** Start **

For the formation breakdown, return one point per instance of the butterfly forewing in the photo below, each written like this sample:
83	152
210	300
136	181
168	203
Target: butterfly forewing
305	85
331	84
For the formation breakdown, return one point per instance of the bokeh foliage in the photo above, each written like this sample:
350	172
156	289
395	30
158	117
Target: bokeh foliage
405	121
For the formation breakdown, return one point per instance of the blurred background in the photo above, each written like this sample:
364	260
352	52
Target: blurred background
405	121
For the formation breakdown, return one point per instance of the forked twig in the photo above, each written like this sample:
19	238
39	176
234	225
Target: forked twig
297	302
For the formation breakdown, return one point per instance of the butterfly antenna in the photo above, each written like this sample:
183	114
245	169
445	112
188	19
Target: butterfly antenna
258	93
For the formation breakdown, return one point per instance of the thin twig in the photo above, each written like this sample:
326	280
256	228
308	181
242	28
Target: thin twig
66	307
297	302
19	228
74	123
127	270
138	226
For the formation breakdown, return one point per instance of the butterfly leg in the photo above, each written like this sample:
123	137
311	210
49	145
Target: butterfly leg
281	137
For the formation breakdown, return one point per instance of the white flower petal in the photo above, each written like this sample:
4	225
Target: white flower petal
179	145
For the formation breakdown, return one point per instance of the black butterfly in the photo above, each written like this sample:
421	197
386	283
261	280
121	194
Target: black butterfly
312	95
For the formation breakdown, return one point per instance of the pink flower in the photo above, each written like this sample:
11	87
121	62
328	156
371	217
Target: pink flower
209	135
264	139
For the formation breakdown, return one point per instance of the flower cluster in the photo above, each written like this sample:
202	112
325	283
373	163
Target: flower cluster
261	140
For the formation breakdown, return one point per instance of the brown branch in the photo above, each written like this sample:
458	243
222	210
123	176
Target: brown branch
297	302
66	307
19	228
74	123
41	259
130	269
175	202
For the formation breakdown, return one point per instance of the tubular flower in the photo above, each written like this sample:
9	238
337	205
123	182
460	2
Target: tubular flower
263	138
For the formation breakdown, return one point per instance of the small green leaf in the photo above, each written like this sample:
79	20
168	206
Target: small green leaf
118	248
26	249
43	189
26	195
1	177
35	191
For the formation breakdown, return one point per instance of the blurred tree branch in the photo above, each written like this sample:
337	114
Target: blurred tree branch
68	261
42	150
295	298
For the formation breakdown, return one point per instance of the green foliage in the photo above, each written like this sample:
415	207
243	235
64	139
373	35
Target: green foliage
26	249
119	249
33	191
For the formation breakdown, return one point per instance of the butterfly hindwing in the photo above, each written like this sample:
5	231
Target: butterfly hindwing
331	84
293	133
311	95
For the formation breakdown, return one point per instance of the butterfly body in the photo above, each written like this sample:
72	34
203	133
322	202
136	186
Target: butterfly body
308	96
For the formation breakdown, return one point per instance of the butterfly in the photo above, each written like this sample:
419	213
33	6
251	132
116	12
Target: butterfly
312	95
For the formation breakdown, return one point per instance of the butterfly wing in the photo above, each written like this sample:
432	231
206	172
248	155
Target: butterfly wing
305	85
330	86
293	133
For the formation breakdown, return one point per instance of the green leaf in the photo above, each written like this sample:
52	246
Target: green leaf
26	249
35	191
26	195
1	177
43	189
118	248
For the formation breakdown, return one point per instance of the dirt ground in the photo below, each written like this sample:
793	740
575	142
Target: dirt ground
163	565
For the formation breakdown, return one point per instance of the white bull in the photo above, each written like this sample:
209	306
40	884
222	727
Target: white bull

** End **
** Start **

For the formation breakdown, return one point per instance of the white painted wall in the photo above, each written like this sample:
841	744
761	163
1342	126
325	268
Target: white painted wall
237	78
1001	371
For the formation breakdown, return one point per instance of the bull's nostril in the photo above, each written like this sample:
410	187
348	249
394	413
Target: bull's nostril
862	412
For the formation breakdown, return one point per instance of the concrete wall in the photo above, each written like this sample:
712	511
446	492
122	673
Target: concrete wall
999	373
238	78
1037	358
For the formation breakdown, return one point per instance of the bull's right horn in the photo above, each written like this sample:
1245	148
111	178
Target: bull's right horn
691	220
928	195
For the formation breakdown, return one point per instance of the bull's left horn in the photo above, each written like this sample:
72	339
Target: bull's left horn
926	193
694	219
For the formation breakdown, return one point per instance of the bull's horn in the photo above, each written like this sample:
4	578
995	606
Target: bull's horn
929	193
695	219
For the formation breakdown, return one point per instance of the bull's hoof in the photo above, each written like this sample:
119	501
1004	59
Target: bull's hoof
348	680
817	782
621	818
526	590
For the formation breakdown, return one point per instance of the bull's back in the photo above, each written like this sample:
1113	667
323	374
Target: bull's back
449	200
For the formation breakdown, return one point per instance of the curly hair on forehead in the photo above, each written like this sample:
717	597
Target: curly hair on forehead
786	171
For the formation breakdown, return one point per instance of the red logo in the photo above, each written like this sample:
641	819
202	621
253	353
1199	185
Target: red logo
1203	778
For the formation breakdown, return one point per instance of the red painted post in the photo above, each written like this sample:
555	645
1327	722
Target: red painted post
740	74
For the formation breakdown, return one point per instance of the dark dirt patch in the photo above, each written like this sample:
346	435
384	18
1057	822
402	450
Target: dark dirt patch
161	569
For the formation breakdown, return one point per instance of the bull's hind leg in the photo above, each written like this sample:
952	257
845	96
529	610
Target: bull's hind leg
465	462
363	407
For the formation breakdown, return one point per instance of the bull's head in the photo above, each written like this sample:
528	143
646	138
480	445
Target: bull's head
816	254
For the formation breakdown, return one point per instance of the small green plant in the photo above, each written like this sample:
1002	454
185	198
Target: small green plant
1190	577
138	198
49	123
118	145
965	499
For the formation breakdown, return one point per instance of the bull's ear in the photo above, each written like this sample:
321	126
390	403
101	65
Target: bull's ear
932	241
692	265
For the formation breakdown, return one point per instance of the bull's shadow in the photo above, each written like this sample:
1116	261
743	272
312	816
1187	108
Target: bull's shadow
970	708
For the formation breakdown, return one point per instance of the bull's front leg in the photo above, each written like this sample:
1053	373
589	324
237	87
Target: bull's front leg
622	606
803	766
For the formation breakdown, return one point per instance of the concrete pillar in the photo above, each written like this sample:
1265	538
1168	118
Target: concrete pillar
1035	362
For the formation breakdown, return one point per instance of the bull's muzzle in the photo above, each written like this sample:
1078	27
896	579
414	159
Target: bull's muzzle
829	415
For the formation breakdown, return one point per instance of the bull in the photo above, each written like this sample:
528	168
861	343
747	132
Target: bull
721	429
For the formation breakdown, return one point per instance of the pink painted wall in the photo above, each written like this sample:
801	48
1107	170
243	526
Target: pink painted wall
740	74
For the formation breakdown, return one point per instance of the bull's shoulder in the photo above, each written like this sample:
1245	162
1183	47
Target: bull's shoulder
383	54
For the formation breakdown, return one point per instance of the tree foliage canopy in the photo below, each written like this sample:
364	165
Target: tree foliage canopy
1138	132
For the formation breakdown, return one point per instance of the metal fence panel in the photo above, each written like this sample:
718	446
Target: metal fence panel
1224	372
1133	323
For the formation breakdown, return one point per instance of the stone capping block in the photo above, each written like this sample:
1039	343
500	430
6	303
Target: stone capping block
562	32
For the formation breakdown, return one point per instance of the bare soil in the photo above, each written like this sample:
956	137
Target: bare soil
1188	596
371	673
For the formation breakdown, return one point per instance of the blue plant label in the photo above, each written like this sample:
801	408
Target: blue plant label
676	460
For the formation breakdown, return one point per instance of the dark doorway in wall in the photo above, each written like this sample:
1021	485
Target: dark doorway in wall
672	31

** End **

» **Short exercise**: Transcribe, without any change, the lines of the records above from the line holding "the white bull" through the line holding "Target: white bull", inclusive.

» **Final result**:
For the formation breakdown, return one point per instance of the white bull in the photo above, each written like this sample:
209	306
40	884
222	727
Target: white bull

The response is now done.